## WRITTEN EXERCISE
Return the lines of the material below exactly as they appear, starting with the line that contains "For each instance of the waist" and ending with the line that contains "(1138, 128)", both included.

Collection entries
▬▬▬▬▬▬▬▬▬▬

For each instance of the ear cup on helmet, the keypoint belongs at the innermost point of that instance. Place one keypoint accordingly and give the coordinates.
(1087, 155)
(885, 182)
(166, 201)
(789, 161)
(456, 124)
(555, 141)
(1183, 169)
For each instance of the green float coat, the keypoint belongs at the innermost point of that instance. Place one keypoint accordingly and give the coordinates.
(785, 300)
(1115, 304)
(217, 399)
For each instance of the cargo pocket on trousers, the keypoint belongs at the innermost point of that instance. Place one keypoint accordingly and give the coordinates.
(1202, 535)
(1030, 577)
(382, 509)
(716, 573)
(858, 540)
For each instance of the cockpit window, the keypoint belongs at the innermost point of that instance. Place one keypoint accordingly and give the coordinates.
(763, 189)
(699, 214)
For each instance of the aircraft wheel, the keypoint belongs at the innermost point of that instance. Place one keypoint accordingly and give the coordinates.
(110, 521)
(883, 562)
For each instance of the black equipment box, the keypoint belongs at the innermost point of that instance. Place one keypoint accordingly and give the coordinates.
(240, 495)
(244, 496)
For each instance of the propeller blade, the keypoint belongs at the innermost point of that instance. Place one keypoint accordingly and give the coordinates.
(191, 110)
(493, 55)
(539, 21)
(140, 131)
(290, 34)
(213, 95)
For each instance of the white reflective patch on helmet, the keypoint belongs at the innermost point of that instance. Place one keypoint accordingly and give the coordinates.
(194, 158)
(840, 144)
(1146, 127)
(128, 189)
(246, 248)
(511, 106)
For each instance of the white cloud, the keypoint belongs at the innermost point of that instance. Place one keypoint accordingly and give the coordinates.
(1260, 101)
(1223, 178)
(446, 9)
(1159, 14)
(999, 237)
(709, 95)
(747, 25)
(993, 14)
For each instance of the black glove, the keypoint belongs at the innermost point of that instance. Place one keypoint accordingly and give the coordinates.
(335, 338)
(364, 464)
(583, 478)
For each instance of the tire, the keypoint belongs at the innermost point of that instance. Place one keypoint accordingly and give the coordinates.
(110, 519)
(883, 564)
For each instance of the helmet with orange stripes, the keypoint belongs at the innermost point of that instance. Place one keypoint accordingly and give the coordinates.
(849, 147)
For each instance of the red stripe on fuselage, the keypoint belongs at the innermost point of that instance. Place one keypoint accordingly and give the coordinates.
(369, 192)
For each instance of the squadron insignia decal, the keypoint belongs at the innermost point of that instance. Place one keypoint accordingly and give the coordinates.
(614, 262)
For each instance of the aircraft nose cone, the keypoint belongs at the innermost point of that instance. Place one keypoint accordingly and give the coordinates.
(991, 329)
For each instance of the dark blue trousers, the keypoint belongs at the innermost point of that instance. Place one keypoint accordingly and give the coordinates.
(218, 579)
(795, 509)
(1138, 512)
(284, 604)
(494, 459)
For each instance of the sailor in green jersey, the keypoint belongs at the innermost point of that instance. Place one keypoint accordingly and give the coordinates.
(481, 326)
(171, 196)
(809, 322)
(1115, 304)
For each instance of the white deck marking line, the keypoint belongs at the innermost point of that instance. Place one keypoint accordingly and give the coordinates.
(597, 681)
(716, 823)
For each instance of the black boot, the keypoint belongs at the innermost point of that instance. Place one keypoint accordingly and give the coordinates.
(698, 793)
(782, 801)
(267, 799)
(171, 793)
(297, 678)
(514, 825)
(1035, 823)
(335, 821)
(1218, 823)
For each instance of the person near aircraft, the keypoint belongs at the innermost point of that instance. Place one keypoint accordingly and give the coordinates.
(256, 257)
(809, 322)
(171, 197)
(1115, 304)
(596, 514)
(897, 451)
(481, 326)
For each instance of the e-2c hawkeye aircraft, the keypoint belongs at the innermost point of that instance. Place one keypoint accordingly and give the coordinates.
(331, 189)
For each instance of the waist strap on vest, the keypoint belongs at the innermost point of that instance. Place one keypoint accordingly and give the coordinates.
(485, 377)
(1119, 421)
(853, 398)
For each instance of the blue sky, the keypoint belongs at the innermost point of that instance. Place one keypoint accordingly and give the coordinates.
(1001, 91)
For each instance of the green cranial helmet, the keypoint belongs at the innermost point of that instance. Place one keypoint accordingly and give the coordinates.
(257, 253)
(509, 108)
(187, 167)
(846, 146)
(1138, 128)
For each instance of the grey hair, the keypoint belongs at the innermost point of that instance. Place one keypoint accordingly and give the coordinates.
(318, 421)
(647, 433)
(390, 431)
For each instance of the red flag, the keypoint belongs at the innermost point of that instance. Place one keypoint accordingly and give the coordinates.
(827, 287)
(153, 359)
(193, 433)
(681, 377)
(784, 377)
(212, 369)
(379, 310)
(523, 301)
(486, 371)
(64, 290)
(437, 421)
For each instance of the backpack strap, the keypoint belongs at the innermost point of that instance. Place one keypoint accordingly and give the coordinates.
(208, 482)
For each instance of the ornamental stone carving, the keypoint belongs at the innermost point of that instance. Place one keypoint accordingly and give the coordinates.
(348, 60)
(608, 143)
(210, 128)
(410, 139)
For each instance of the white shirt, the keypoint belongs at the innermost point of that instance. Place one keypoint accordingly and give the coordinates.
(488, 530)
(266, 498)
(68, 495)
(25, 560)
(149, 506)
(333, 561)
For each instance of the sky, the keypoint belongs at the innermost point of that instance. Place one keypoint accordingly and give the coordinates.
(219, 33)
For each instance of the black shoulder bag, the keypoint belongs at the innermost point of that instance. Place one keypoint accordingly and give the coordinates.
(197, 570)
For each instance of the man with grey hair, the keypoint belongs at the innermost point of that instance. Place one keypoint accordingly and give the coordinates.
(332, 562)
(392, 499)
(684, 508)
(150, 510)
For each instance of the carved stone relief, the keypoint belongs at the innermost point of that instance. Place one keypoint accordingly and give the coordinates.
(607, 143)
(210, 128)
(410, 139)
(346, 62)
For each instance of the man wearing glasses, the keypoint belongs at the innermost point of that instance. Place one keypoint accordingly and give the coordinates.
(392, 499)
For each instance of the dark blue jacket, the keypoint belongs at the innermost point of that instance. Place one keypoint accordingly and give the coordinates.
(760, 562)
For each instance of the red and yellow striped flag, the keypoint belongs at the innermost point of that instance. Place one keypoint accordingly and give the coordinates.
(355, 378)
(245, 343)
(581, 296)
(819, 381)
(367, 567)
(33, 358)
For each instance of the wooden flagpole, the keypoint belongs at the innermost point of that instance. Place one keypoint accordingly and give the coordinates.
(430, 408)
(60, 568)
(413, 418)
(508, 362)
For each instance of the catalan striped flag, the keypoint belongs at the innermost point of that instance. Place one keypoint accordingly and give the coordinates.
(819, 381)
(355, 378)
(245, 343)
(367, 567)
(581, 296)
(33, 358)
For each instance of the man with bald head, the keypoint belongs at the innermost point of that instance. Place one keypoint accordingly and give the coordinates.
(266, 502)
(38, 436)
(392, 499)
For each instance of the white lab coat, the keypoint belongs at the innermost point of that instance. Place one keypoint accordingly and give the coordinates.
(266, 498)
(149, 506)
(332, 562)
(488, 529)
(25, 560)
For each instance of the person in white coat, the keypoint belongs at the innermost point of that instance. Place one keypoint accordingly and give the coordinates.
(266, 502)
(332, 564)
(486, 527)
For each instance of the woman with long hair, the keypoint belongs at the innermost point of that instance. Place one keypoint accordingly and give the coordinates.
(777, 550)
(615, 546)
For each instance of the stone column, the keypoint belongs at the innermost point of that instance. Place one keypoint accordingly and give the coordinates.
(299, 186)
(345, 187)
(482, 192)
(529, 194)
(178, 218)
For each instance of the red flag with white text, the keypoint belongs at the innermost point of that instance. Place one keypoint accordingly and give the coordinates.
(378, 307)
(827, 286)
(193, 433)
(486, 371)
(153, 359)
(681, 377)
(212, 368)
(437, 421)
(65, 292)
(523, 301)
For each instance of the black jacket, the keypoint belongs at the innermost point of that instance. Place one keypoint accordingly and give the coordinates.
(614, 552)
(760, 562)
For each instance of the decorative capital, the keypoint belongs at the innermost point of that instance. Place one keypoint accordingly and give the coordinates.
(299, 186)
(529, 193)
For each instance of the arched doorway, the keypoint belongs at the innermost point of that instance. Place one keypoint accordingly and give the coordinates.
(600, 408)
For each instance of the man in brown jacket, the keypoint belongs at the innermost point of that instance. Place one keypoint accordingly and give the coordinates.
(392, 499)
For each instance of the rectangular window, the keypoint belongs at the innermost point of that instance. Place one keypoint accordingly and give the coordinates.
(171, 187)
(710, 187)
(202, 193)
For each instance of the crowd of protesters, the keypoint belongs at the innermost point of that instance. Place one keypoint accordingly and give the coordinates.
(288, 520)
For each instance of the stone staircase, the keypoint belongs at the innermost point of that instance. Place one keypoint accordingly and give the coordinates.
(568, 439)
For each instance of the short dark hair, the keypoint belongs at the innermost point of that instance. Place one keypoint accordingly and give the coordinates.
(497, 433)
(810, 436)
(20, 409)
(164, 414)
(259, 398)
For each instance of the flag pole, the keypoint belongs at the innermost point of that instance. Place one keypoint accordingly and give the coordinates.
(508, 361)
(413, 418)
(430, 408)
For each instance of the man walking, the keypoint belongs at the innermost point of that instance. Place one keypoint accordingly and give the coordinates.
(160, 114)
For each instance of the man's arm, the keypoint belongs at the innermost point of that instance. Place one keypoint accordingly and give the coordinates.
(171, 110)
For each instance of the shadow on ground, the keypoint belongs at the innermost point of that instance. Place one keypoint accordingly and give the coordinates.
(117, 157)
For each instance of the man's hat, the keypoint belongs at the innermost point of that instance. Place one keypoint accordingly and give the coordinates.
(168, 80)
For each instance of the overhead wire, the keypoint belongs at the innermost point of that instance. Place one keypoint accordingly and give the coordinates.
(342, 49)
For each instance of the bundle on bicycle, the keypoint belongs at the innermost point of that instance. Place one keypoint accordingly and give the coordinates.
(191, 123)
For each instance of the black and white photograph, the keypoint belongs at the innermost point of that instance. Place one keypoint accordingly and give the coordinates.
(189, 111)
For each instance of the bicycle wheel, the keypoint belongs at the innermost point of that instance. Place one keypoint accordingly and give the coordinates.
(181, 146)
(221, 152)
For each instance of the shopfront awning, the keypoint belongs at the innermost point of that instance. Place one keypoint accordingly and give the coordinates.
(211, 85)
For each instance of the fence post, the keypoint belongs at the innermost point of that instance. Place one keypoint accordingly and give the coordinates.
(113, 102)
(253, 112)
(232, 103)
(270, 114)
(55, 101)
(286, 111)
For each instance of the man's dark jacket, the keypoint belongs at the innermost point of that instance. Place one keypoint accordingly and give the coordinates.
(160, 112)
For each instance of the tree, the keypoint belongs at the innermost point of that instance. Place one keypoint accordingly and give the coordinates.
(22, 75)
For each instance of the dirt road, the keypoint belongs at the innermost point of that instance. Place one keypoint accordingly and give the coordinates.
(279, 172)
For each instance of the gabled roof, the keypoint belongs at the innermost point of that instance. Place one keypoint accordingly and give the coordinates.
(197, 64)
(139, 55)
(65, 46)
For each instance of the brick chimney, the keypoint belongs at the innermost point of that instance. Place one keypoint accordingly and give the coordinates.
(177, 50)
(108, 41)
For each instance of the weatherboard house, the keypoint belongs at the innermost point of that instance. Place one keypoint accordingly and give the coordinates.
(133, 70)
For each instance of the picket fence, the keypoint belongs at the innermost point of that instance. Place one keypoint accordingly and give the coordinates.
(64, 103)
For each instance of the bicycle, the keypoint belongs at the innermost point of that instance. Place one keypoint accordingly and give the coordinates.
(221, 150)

▬▬▬▬▬▬▬▬▬▬

## RESULT BELOW
For each instance of the waist strap on vest, the keypoint belongs at the innermost point of that instance. Place one keypoint accordingly and give the coordinates.
(485, 377)
(1119, 421)
(853, 398)
For each instance of the blue sky, the keypoint belongs at the innermost point of that instance. Place one keypoint accordingly and give the coordinates.
(1001, 91)
For each instance of the green cranial helmet, the keypoint belongs at the innermost point of that instance. Place one keypoint accordingly and give the coordinates.
(257, 253)
(509, 108)
(187, 167)
(846, 146)
(1138, 128)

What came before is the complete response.